Entries supplied —
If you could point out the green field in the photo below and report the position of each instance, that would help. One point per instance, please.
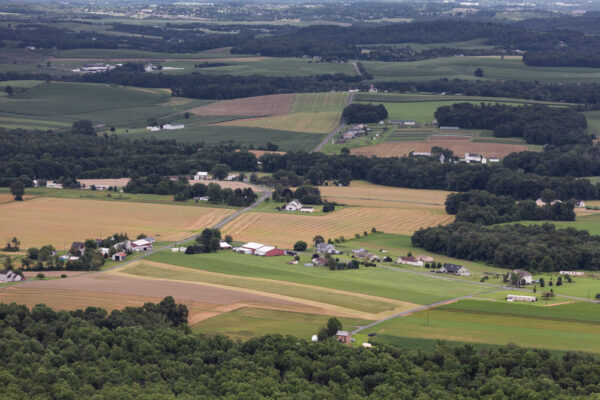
(268, 66)
(55, 105)
(464, 68)
(373, 281)
(423, 111)
(257, 137)
(590, 223)
(251, 322)
(562, 327)
(111, 196)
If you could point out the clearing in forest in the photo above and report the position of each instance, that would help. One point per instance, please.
(59, 222)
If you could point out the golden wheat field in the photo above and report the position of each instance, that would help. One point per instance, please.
(61, 221)
(367, 194)
(317, 122)
(284, 230)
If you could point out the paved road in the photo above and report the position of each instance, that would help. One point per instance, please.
(335, 131)
(265, 194)
(421, 308)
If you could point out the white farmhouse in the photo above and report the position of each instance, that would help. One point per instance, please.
(293, 205)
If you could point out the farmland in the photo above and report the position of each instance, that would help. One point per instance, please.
(309, 112)
(268, 227)
(490, 323)
(56, 105)
(464, 68)
(60, 221)
(459, 147)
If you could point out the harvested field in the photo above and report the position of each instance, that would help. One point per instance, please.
(260, 153)
(116, 292)
(315, 122)
(248, 107)
(459, 147)
(60, 221)
(367, 194)
(284, 230)
(118, 182)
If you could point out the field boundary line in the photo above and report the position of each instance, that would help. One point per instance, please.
(285, 283)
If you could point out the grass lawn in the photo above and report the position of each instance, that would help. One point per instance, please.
(373, 281)
(251, 322)
(476, 321)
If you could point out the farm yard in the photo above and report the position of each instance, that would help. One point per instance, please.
(59, 221)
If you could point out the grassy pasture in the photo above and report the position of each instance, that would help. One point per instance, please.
(370, 281)
(570, 328)
(459, 147)
(54, 105)
(464, 68)
(285, 229)
(346, 300)
(58, 222)
(213, 134)
(309, 112)
(251, 322)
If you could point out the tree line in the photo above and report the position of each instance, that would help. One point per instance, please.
(537, 123)
(481, 207)
(533, 248)
(148, 352)
(358, 113)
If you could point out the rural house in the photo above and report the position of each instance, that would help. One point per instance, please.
(141, 245)
(224, 246)
(517, 297)
(10, 276)
(320, 261)
(572, 273)
(454, 269)
(410, 260)
(326, 248)
(344, 337)
(523, 276)
(120, 256)
(269, 251)
(293, 205)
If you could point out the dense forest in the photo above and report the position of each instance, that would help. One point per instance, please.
(148, 353)
(534, 247)
(481, 207)
(364, 113)
(537, 124)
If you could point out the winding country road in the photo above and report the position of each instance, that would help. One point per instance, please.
(336, 130)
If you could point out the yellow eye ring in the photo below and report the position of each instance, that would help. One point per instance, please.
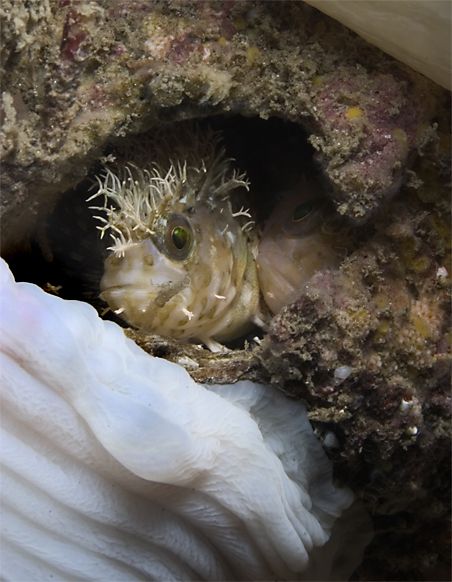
(180, 237)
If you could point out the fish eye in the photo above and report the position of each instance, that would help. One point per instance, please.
(178, 241)
(180, 237)
(302, 211)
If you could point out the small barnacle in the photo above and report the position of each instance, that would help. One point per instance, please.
(180, 263)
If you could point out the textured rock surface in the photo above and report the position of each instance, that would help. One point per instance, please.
(78, 73)
(78, 76)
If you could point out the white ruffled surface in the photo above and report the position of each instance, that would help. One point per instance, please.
(118, 466)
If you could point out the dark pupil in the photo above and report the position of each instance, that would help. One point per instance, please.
(179, 237)
(302, 210)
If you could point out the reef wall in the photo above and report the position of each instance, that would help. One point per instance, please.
(79, 76)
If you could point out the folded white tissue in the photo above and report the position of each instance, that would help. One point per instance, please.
(118, 466)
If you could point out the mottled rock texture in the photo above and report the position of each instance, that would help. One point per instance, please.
(79, 76)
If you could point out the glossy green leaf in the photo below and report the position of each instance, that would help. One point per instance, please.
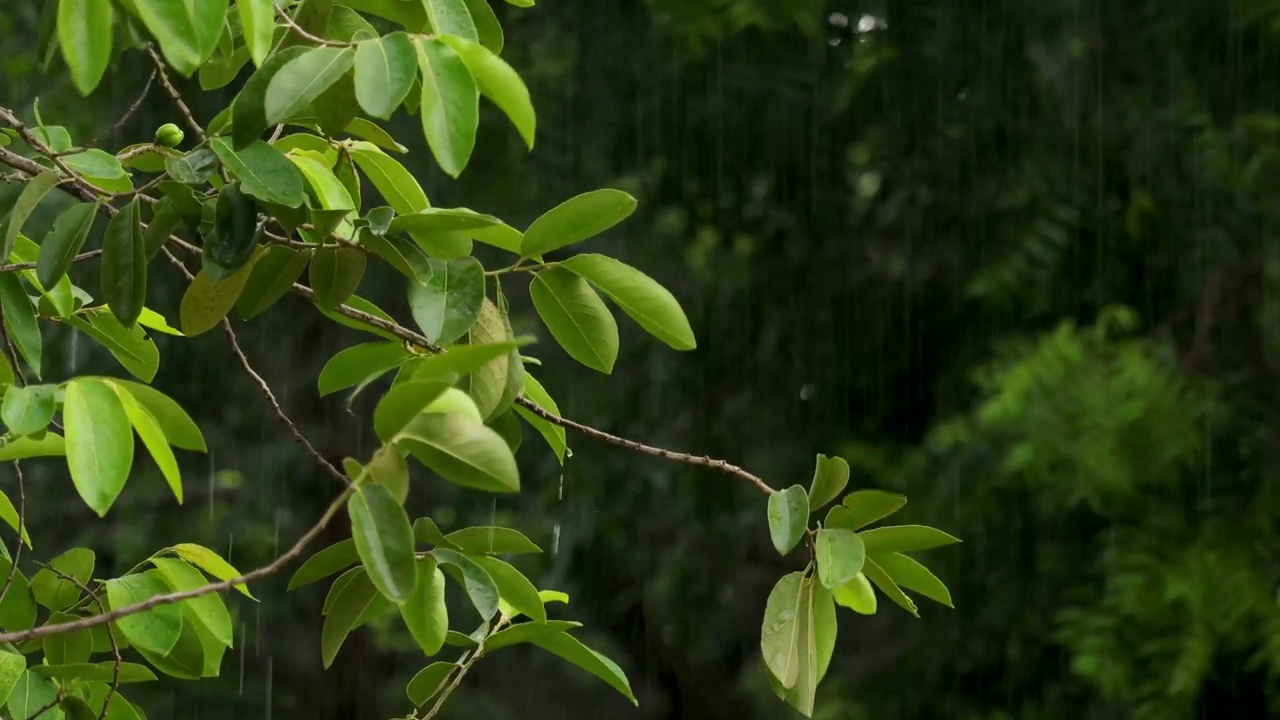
(124, 264)
(99, 442)
(424, 613)
(449, 103)
(27, 410)
(498, 82)
(576, 318)
(384, 73)
(789, 516)
(264, 172)
(576, 219)
(85, 39)
(64, 241)
(639, 296)
(333, 559)
(384, 541)
(461, 451)
(155, 629)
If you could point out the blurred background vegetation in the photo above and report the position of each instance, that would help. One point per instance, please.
(1014, 259)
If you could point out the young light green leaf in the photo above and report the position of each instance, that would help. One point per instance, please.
(264, 172)
(904, 538)
(384, 541)
(257, 19)
(448, 302)
(124, 264)
(32, 194)
(576, 219)
(830, 478)
(640, 296)
(498, 82)
(572, 650)
(85, 36)
(156, 629)
(865, 506)
(789, 516)
(99, 442)
(461, 451)
(384, 73)
(338, 556)
(840, 556)
(28, 409)
(302, 80)
(424, 613)
(449, 105)
(576, 318)
(64, 241)
(908, 573)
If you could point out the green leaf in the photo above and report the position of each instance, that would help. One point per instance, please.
(886, 584)
(99, 442)
(19, 320)
(210, 563)
(840, 556)
(56, 592)
(129, 346)
(461, 451)
(789, 516)
(428, 682)
(856, 595)
(392, 181)
(448, 302)
(551, 432)
(152, 438)
(206, 300)
(28, 410)
(187, 31)
(449, 105)
(384, 541)
(384, 73)
(336, 273)
(302, 80)
(264, 172)
(498, 81)
(475, 580)
(576, 219)
(179, 429)
(490, 540)
(272, 278)
(572, 650)
(865, 506)
(830, 478)
(424, 613)
(359, 364)
(124, 264)
(206, 609)
(350, 602)
(640, 296)
(908, 573)
(338, 556)
(576, 318)
(85, 37)
(513, 587)
(257, 19)
(32, 194)
(64, 241)
(155, 629)
(904, 538)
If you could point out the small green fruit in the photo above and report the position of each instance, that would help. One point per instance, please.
(169, 135)
(453, 400)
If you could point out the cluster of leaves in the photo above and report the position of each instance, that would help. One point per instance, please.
(261, 213)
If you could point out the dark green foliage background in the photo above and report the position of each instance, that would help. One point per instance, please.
(1014, 259)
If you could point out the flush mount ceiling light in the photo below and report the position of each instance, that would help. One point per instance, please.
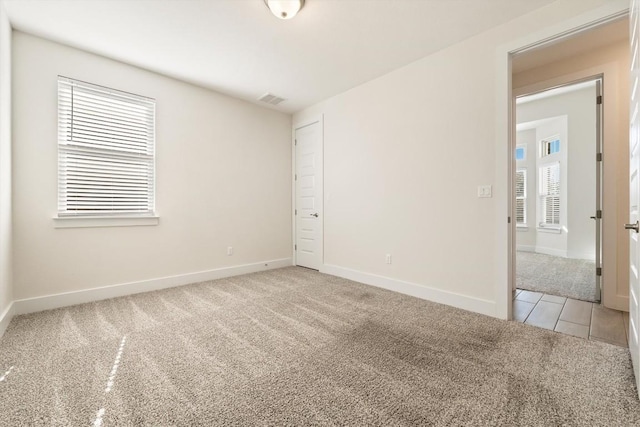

Assigned task — With the pictures removed, output the listing above exactly.

Task output —
If you could point out the green field in the photo below and report the position of each instance, that would help. One point per instance, please.
(268, 66)
(55, 105)
(464, 68)
(373, 281)
(423, 111)
(257, 137)
(590, 223)
(251, 322)
(562, 327)
(111, 196)
If you could point out the clearing in forest in the photo above and report the position of each instance, that would help. One point per instance, please.
(59, 222)
If you could point out the golden wheat field in the photo above and report the position of each instance, that would help. One point per instance, please.
(61, 221)
(367, 194)
(317, 122)
(284, 230)
If you could point out the paved road in the photo above and report the position of each instance, that would help. One point per instance, please.
(335, 131)
(265, 194)
(421, 308)
If you could point out the white farmhouse in the photo above and report the position of each instance, that would help. One point per instance, please.
(293, 205)
If you could point out the farmland in the photo above and report the position of each instance, that would help. One point per instance, please.
(309, 112)
(268, 227)
(490, 323)
(56, 105)
(464, 68)
(60, 221)
(459, 147)
If you could point out the harvested field in the photo above and report the position of each instance, that would help. One point per instance, please.
(260, 153)
(116, 292)
(315, 122)
(248, 107)
(459, 147)
(60, 221)
(367, 194)
(284, 230)
(118, 182)
If you could point out the field boundary line in the photo above and report the position of each instance, that would help. One point per instance, please.
(285, 283)
If you could point out the grass lawn in the photo above and report the position of each instance, that would help. One point per instance, please.
(373, 281)
(251, 322)
(476, 321)
If you could point out the farm yard in the photo above and report the position of each instance, that would help. One point per instance, please.
(59, 221)
If you could point out the grassy pasture in the photo above and report the position of each instance, that would help. One point per instance, please.
(370, 281)
(570, 328)
(459, 147)
(54, 105)
(464, 68)
(285, 229)
(346, 300)
(58, 222)
(213, 134)
(309, 112)
(251, 322)
If you could point out the tree line in the photo above and report the position of each instance, that would help. One point per instance, please.
(537, 123)
(481, 207)
(533, 248)
(148, 352)
(358, 113)
If you could point out the rural house in the photo above and report the position of each instance, that would help. One point per instance, please.
(141, 245)
(224, 246)
(517, 297)
(10, 276)
(320, 261)
(572, 273)
(454, 269)
(410, 260)
(326, 248)
(344, 337)
(523, 276)
(120, 256)
(269, 251)
(293, 205)
If you could point out the dense forest in the photo above and report the position of each instance, that would help. One point per instance, please.
(148, 353)
(534, 247)
(481, 207)
(364, 113)
(537, 124)
If you could point out the winding country road in the photo above and report the position of each instance, that would help. One point per instance, please.
(336, 130)
If you could point out the yellow eye ring in the photo below and report the position of each instance, that would help. One point per instance, please.
(180, 237)
If you could point out the fish eye in the photo above and report the position of each instance, that would help. One point per instance, please.
(178, 241)
(180, 237)
(302, 211)
If you could point out the small barnacle in the photo above and report the position of each instance, that would help. One point per instance, please.
(180, 263)
If you could point out the textured rock surface in the photo above and report the position of each instance, that would help. One point per instance, please.
(78, 73)
(78, 76)
If you could point out the white ruffled surface in the photo above and report the position of each instance, that would help. One point per instance, please.
(118, 466)
If you could point out the dark pupil in the photo above and report the position of each instance, that would help. One point per instance, please.
(179, 237)
(302, 210)
If you could point out the reef wall in the photo above and report the position of each instance, that would help. One point per instance, please.
(79, 76)
If you could point out the folded white tissue in the photo above and report the position of each instance, that would help. One point per instance, please.
(118, 466)
If you could point out the mottled rock texture in the photo above and report the position of each instance, that would help. One point per instance, please.
(79, 76)
If you could point out the glossy green leaf in the photo below and report the position of each instance, that would help. One point per instance, please.
(124, 264)
(99, 442)
(424, 613)
(449, 103)
(27, 410)
(498, 82)
(576, 318)
(384, 73)
(789, 516)
(264, 172)
(576, 219)
(85, 39)
(64, 241)
(639, 296)
(333, 559)
(384, 541)
(461, 451)
(155, 629)
If you could point out the blurred background vegetation in the photo above and report the position of each instance, that would help. One point per instance, please.
(1014, 259)
If you could point out the young light green leaf in the photo above and report the position of each instance, that would help. One point per instance, please.
(264, 172)
(904, 538)
(384, 541)
(257, 19)
(448, 302)
(124, 264)
(32, 194)
(576, 219)
(830, 478)
(640, 296)
(498, 82)
(572, 650)
(85, 36)
(156, 629)
(865, 506)
(789, 516)
(99, 442)
(461, 451)
(384, 73)
(338, 556)
(840, 556)
(28, 409)
(302, 80)
(424, 613)
(449, 105)
(576, 318)
(64, 241)
(908, 573)
If you could point out the green leaf in the photo above and report the position of each instance, that would help. One point per instance, please.
(886, 584)
(99, 442)
(19, 320)
(210, 563)
(840, 556)
(56, 592)
(129, 346)
(461, 451)
(789, 516)
(428, 682)
(856, 595)
(392, 181)
(448, 302)
(551, 432)
(152, 438)
(206, 300)
(28, 410)
(187, 31)
(449, 105)
(384, 541)
(384, 73)
(336, 273)
(302, 80)
(264, 172)
(498, 81)
(475, 580)
(576, 219)
(179, 429)
(490, 540)
(272, 278)
(572, 650)
(865, 506)
(830, 478)
(424, 613)
(359, 364)
(124, 264)
(206, 609)
(350, 602)
(640, 296)
(908, 573)
(338, 556)
(576, 318)
(85, 37)
(513, 587)
(257, 19)
(32, 194)
(64, 241)
(155, 629)
(904, 538)
If you could point out the small green fruit in the photo above and report the position of each instance, that would help. One point per instance, please.
(169, 135)
(453, 400)
If you could point out the cluster of leaves in the photo above and report the position of each instance, that would help. One point per instance, please.
(261, 213)
If you could point out the dark green foliage background in the photo above and report the position of each instance, that would help. One point per instance, please.
(1014, 259)
If you could point out the flush mount ceiling light in the photo below and report the position of each instance, that would help. One point per instance, please.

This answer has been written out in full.